O escritor uruguaio Eduardo Galeano fala do destino dos
países latino-americanos, faz a defesa dos ideais de esquerda e decreta:
o único pecado que não deve ser cometido é o pecado contra a esperança
Por Glauco Faria e Nicolau Soares
O ano é 1996. O escritor uruguaio Eduardo Galeano estava em
um encontro em Chiapas, México, com integrantes do movimento zapatista,
entre os quais o próprio subcomandante Marcos. Em meio a conversas e
debates, algo o perturbava. Aquele não era um dia qualquer.
No entanto, o que tirava o sossego de Galeano não eram os focos de
tensão entre os rebeldes e o governo, nem algum acontecimento no cenário
político internacional, mas uma partida de futebol. Tratava-se da final
do torneio de futebol masculino nas Olimpíadas de Atlanta entre as
seleções de Argentina e Nigéria.
Como assistir o jogo em meio à extensa programação do dia? Em um
intervalo entre uma reunião e outra, o uruguaio não se conteve. Fingiu
ir ao banheiro e saiu escondido para o hotel onde estava hospedado.
Quando voltou, perguntaram-lhe: “Eduardo, onde estavas?”. Disfarçou e
deu uma desculpa qualquer. “Nunca tive coragem de admitir que fugi para
ver o jogo.”

◆ Instrução dada 1 ◆
Segundo o texto apresentado, qual partida de futebol tirou o sossego de Galeano em 1996?
◆ Instrução dada 2 ◆
Diga se cada afirmação concorda com o texto apresentado, respondendo sim ou não e citando as palavras do texto que decidem a resposta: (a) O encontro em Chiapas reuniu Galeano e integrantes do movimento zapatista. (b) Ao voltar, Galeano contou que tinha saído para ver o jogo. (c) Para sair, Galeano fingiu ir ao banheiro.

◆ Dados fornecidos ◆
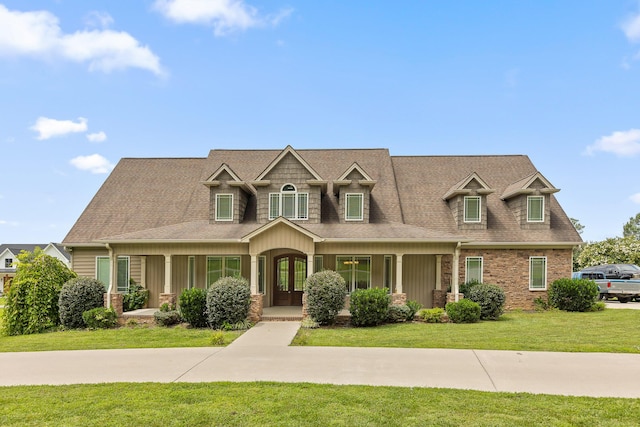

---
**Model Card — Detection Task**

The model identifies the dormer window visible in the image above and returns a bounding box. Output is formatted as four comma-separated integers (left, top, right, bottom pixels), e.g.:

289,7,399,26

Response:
344,193,364,221
216,194,233,221
464,196,482,223
527,196,544,222
269,184,309,219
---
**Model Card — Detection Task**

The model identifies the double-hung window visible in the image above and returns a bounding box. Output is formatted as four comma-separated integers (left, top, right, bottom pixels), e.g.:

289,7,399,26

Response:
216,194,233,221
207,256,241,288
269,184,309,219
344,193,364,221
527,196,544,222
336,255,371,292
96,256,130,292
529,256,547,290
464,196,481,222
464,256,482,283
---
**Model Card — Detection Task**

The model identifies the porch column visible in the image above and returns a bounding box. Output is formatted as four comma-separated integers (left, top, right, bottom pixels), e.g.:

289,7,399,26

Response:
436,255,442,291
307,254,314,277
395,254,404,294
251,254,258,295
451,242,460,302
164,254,171,294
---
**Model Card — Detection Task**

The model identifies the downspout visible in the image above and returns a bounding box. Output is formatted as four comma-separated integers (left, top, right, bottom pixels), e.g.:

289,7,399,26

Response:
452,242,462,302
105,243,113,308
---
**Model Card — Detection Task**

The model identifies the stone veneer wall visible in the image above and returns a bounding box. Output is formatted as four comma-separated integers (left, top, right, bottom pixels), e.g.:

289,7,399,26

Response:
452,249,572,310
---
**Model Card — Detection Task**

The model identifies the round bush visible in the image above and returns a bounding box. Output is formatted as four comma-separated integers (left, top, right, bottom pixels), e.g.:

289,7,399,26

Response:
444,298,481,323
305,270,347,325
467,283,506,320
349,288,391,326
387,305,411,323
180,288,207,328
58,277,104,328
549,279,598,311
207,277,251,329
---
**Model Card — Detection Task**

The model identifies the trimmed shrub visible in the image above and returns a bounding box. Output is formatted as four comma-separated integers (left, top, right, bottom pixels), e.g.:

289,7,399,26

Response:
122,279,149,311
3,248,76,335
418,307,449,323
180,288,207,328
445,298,482,323
460,280,480,297
548,279,598,311
207,277,251,329
58,277,104,328
349,288,391,326
304,270,347,325
465,283,506,320
386,305,411,323
153,310,182,326
407,300,422,321
82,307,118,329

◆ Solução da tarefa 1 ◆
A final do torneio de futebol masculino nas Olimpíadas de Atlanta, entre as seleções de Argentina e Nigéria.

◆ Solução da tarefa 2 ◆
(a) Sim: “um encontro em Chiapas, México, com integrantes do movimento zapatista”.
(b) Não: “Disfarçou e deu uma desculpa qualquer.”
(c) Sim: “Fingiu ir ao banheiro e saiu escondido para o hotel onde estava hospedado.”